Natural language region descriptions
::::::::::
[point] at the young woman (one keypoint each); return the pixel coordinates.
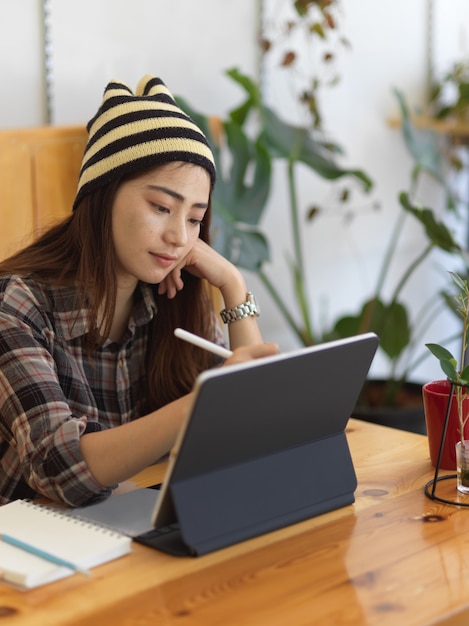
(94, 386)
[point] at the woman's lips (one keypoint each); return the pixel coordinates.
(163, 259)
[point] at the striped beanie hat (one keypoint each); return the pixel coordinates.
(132, 132)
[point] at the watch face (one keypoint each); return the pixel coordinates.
(255, 305)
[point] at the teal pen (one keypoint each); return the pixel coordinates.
(43, 554)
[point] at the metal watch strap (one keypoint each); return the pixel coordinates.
(246, 309)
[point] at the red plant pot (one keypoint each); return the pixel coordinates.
(435, 401)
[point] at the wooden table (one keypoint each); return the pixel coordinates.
(394, 557)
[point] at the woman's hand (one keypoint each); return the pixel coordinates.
(204, 262)
(248, 353)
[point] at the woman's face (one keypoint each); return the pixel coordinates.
(156, 220)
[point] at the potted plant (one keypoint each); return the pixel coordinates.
(397, 400)
(246, 144)
(451, 395)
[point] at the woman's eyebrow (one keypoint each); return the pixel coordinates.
(176, 195)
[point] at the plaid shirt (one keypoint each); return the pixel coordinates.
(51, 393)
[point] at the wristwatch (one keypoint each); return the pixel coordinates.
(247, 309)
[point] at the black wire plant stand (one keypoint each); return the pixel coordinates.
(430, 487)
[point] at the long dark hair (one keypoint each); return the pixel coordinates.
(79, 252)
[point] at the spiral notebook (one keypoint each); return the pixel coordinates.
(84, 544)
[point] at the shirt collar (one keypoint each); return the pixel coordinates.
(72, 322)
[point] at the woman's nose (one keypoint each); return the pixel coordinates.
(176, 232)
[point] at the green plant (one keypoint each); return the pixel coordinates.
(250, 140)
(243, 188)
(398, 328)
(457, 372)
(449, 97)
::::::::::
● Task goal
Could you transcribe every entry exactly, leaving out the pictures?

● Finished exercise
[point] at the young woman (one keypoint each); return the pixel coordinates.
(94, 386)
[point] at the woman's lips (one keypoint each); return the pixel coordinates.
(163, 259)
[point] at the striped beanie hat (one keypoint each); return the pixel coordinates.
(132, 132)
[point] at the watch face (one keypoint each); return the pixel coordinates.
(255, 305)
[point] at the teal pen (one keypoint each); return the pixel coordinates.
(43, 554)
[point] at the metal watch strap (one keypoint each); return the pixel coordinates.
(246, 309)
[point] at the red plant pot (one keypoint each); return the pixel coordinates.
(435, 401)
[point] at the wooden table (one keypoint each); return the pixel coordinates.
(394, 557)
[point] at the woman's hand (one keypoint each); return the pixel coordinates.
(204, 262)
(248, 353)
[point] at the woman's face (one keypoint each); return the pixel coordinates.
(156, 220)
[point] at the potted plant (one keypoint each); return the pixel coordinates.
(397, 400)
(246, 144)
(451, 395)
[point] at the woman's eyebrow (one keypoint each); return the pixel coordinates.
(176, 195)
[point] at the plaid shirt (one keypoint each); return the pixel coordinates.
(51, 393)
[point] at the wristwatch (one keypoint each); return the pixel coordinates.
(247, 309)
[point] at the black wire plant stand (one keypoint each); return the pixel coordinates.
(430, 487)
[point] at the long dark hair (one keypoint each); return the pixel coordinates.
(79, 252)
[point] at the spiral notebook (one keypoint each); return the pixel coordinates.
(84, 544)
[point] at the shirt collar (one keypoint each); return the pixel coordinates.
(72, 322)
[point] at the woman's nose (one keypoint each); return the pixel coordinates.
(176, 232)
[point] at the green plant (one keypoint each); return the pixel coordinates.
(250, 140)
(243, 188)
(398, 328)
(457, 372)
(449, 97)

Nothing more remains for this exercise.